Task item
An exact, complete copy of the entries is needed, with the pictures left out.

[Dataset entries]
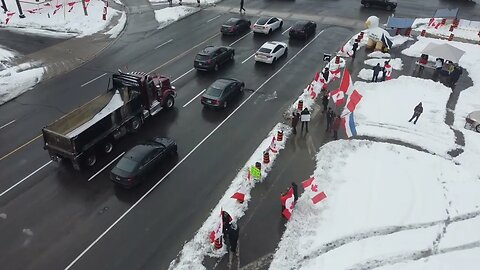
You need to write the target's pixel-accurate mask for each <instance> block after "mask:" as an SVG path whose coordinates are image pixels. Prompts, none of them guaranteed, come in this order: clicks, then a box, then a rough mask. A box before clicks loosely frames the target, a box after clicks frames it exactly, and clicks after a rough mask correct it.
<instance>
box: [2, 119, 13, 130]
mask: <svg viewBox="0 0 480 270" xmlns="http://www.w3.org/2000/svg"><path fill="white" fill-rule="evenodd" d="M15 121H17V120H12V121H10V122H8V123H6V124H4V125H3V126H1V127H0V129H2V128H4V127H6V126H8V125H10V124H13V123H15Z"/></svg>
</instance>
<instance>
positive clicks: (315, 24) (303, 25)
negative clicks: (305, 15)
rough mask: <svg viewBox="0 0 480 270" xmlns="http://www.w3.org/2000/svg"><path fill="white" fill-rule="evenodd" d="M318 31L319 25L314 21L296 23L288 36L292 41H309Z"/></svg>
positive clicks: (293, 26)
mask: <svg viewBox="0 0 480 270" xmlns="http://www.w3.org/2000/svg"><path fill="white" fill-rule="evenodd" d="M316 30H317V24H316V23H315V22H313V21H298V22H296V23H295V24H294V25H293V26H292V28H290V31H288V35H289V37H290V38H292V39H307V38H308V37H310V36H312V35H314V34H315V31H316Z"/></svg>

Response to the exercise
You need to write the target's pixel-accurate mask for each <instance> block after "mask:" as an SVG path whose coordinates are image pixels. Prompts, none of them guaranteed, come in this order: clicks, then a box, then a rough mask. A box before clicks loosely frames the target, a box after clicks frames it exactly, and clicks after a rough mask correct it.
<instance>
box: [2, 119, 13, 130]
mask: <svg viewBox="0 0 480 270" xmlns="http://www.w3.org/2000/svg"><path fill="white" fill-rule="evenodd" d="M15 121H17V120H12V121H10V122H8V123H6V124H4V125H3V126H1V127H0V129H2V128H4V127H6V126H8V125H10V124H13V123H15Z"/></svg>
</instance>
<instance>
positive clicks: (315, 24) (303, 25)
negative clicks: (305, 15)
rough mask: <svg viewBox="0 0 480 270" xmlns="http://www.w3.org/2000/svg"><path fill="white" fill-rule="evenodd" d="M318 31L319 25L314 21L296 23L288 36L292 41H309Z"/></svg>
positive clicks: (293, 26)
mask: <svg viewBox="0 0 480 270" xmlns="http://www.w3.org/2000/svg"><path fill="white" fill-rule="evenodd" d="M316 30H317V24H316V23H315V22H313V21H298V22H296V23H295V24H294V25H293V26H292V28H290V31H288V35H289V37H290V38H292V39H307V38H308V37H310V36H312V35H314V34H315V31H316Z"/></svg>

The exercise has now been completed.